── Quoted text

A General Atomics MQ-20 Avenger drone, two Tactical Air Support F-5 Advanced Tiger aggressor jets, and a modified Lockheed Saberliner business jet playing the role of a surrogate fighter, recently took part in a significant demonstration of crewed-uncrewed teaming capabilities. All of the aircraft were equipped with versions of Lockheed Martin’s compact TacIRST infrared search-and-track sensor, which you can read more about in our exclusive coverage on the system here. The aircraft worked collaboratively to detect and monitor multiple airborne targets with targeting and other information being shared via a distributed mesh network. Five digitally simulated Avengers were also integrated into the demonstration, something General Atomics has done as part of previous uncrewed teaming testing in the past.

General Atomics Aeronautical Systems, or GA-ASI, revealed details about the test, which it said took place on November 17, in a press release today. In addition to Tactical Air Support (TacAir), GA-ASI said that Lockheed Martin, General Dynamics, and the U.S. military were involved in the demonstration to varying degrees. Online flight tracking data also showed a third F-5AT and a Lancair Legacy light aircraft appearing to operate together with the four aircraft mentioned in the press release, but what roles they might have served in the demonstration are unclear.

────

* **Written problem 1**: In the article on the crewed-uncrewed teaming demonstration, what sensor were all of the aircraft equipped with?
* **Written problem 2**: Please summarize the article on the crewed-uncrewed teaming demonstration in two sentences.
* **Written problem 3**: Carry the article on the crewed-uncrewed teaming demonstration forward from its final sentence.
The records come from a separate source.

── Stored rows

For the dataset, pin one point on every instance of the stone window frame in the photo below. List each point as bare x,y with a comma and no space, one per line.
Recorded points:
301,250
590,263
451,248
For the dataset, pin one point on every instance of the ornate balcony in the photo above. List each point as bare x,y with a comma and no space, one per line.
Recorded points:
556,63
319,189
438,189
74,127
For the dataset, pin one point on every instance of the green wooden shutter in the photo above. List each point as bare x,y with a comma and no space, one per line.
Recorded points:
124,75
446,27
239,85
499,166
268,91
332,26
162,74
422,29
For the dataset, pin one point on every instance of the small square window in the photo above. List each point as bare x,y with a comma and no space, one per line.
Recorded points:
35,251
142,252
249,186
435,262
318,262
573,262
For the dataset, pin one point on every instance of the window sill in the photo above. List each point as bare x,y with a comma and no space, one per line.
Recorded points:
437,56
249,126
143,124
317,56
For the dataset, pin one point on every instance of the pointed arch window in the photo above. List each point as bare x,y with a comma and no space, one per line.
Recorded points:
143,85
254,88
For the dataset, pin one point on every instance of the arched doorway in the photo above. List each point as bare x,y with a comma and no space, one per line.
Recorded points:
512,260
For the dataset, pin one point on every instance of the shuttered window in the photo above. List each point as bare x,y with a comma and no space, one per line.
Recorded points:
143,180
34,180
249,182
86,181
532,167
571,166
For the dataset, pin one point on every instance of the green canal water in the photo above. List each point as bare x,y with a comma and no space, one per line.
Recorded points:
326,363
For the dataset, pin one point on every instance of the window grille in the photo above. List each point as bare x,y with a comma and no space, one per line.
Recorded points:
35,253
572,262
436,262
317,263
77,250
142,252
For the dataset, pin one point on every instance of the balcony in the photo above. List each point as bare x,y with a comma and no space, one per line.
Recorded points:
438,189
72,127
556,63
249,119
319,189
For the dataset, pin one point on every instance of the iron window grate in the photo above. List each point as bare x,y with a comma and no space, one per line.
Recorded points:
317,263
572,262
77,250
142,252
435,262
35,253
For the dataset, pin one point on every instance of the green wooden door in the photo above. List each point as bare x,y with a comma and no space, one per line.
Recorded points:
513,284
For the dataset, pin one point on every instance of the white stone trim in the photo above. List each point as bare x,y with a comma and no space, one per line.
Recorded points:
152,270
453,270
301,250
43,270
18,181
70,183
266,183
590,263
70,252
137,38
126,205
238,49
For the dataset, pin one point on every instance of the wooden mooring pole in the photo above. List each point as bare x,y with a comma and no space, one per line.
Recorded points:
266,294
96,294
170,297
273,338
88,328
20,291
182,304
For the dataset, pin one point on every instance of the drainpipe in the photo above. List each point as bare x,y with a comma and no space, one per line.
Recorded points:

────

* **Right answer 1**: Versions of Lockheed Martin's compact TacIRST infrared search-and-track sensor.

* **Right answer 2**: An MQ-20 Avenger drone, two F-5 Advanced Tiger aggressor jets, and a modified Saberliner serving as a surrogate fighter, all carrying versions of Lockheed Martin's TacIRST sensor, worked together to detect and monitor multiple airborne targets and shared information over a distributed mesh network, while five digitally simulated Avengers were also integrated. GA-ASI said in a press release that the test took place on November 17 and that Lockheed Martin, General Dynamics, and the U.S. military were involved to varying degrees.

* **Right answer 3**:
From the GA-ASI press release, the TacIRST sensor was absolutely central to this particular event. An IRST sensor, in general, offers a valuable alternative and/or companion to a radar for spotting and tracking aerial threats that is immune to radio-frequency jamming. In addition, unlike radars operating in an active mode, IRSTs operate entirely passively and therefore do not alert a target to their presence. IRSTs are especially useful at detecting targets with signature reduction (stealth) in the radio-frequency spectrum. When combined with radar, they offer a powerful enhancement when it comes to searching for, targeting, and attacking airborne threats.

“Flying four platforms with TacIRST installed was a major milestone for Lockheed Martin,” Matthew Merluzzi, Senior Program Manager at Lockheed Martin, said in a statement. “By leveraging open mission systems, our team has demonstrated that common platform integration is possible across a variety of vehicles bringing advanced capabilities to our warfighters quicker and more affordably.”

TacIRST system is a relatively new development and TacAir was the first known operator, announcing in October that it had finished the initial flight testing of the sensor on its F-5ATs, as you can read more about in this full War Zone profile on those aircraft. On the F-5AT, the system consists of a single forward-looking aperture on top of the nose, providing an staring infrared sensor capability in that one direction.

A picture Tactical Air Support released in October of its F-5AT jets fitted with the TacIRST sensor in the nose, which is highlighted in the red circle. TacAir

From the pictures that General Atomics included with its press release, which it says were provided by TacAir, the Lockheed Martin-operated Saberliner carried a podded version of the TacIRST with a number of apertures offering greater sensor coverage in multiple directions. Pictures of a similar, if not identical podded TacIRST system were included in a trademark application that Lockheed Martin submitted to the U.S. government last year.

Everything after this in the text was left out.